++++ SELECTED EXCERPT ++++

I'll hold my hands up, I've looked at the official Dixons Carphone Race to the Stones training plan once, maybe twice, which doesn't sound ideal when there are less than three months until the 100km challenge.
The good news is that the training plan I already have in place for my marathon at the end of May is not all that dissimilar. I still need to run regularly (5-6 days a week), which I have been doing with a mix of slow and steady runs, interval training and a couple of big Sunday runs left before the big race.
The Race to the Stones plan also suggests throwing in a cross training session a week, which I've already been doing adding in a swimming session to break up the pavement and treadmill pounding.
Psychologically though, the thought of running 26.2 miles twice for training and sacrificing a few more of my Sundays to cover those miles is something I'm still trying to get to grips with. I know I don't have to do it if I'm not attempting to run this, but the stubbornness in me means I'm definitely going to give it a shot. From a tracking point of view, I don't have to make any drastic changes with the wearables that are keeping me on top of things.

++++

TASK TO CARRY OUT:
Rewrite the Race to the Stones training passage from "I'll hold my" to "the big race.", swapping "training plan" for "training schedule".

++++ ENTRIES SHOWN ++++

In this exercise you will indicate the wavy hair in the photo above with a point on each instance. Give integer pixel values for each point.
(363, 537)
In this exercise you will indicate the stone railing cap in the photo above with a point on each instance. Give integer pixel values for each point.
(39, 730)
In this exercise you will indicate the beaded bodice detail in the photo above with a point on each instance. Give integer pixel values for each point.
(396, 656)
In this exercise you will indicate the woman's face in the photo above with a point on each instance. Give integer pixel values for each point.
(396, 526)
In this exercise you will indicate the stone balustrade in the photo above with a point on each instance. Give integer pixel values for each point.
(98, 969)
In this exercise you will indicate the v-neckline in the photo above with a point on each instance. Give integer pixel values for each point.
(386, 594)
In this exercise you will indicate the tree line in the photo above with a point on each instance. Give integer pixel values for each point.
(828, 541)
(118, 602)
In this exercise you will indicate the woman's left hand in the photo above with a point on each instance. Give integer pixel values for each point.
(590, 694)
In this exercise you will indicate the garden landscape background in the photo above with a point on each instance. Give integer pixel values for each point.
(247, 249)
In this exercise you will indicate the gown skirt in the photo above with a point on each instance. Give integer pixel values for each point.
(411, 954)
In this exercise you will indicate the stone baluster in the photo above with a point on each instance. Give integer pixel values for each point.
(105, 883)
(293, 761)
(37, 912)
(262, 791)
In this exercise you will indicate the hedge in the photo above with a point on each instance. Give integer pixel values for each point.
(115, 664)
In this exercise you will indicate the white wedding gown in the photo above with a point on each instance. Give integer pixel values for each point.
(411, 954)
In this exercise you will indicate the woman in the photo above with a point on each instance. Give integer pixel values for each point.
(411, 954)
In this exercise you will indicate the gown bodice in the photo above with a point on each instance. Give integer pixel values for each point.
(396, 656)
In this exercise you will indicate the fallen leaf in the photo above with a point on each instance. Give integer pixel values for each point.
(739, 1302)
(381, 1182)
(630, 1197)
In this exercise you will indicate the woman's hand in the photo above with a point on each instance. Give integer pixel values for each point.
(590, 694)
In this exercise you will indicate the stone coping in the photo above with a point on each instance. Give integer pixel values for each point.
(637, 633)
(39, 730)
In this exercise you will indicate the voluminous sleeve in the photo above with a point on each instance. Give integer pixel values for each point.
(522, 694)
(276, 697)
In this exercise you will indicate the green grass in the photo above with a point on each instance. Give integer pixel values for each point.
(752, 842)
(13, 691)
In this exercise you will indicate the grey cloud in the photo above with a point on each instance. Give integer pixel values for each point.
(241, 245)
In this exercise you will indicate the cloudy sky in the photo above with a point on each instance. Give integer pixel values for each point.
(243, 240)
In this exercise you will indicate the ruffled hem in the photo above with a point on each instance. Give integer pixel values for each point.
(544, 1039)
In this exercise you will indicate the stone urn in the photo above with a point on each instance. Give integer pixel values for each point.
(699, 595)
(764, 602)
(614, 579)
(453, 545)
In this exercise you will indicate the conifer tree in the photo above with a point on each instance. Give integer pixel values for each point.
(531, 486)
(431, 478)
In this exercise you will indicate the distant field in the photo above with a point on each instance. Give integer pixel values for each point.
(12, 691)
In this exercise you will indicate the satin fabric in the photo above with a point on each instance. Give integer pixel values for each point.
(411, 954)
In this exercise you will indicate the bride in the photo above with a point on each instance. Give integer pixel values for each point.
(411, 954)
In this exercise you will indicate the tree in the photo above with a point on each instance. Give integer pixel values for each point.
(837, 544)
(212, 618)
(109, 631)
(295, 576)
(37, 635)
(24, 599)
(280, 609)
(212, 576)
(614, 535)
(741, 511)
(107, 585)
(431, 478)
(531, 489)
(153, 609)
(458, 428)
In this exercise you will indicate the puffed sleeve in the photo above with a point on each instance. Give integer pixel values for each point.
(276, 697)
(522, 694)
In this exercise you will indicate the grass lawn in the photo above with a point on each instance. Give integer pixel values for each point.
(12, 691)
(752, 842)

++++

SOLUTION:
I'll hold my hands up, I've looked at the official Dixons Carphone Race to the Stones training schedule once, maybe twice, which doesn't sound ideal when there are less than three months until the 100km challenge.
The good news is that the training schedule I already have in place for my marathon at the end of May is not all that dissimilar. I still need to run regularly (5-6 days a week), which I have been doing with a mix of slow and steady runs, interval training and a couple of big Sunday runs left before the big race.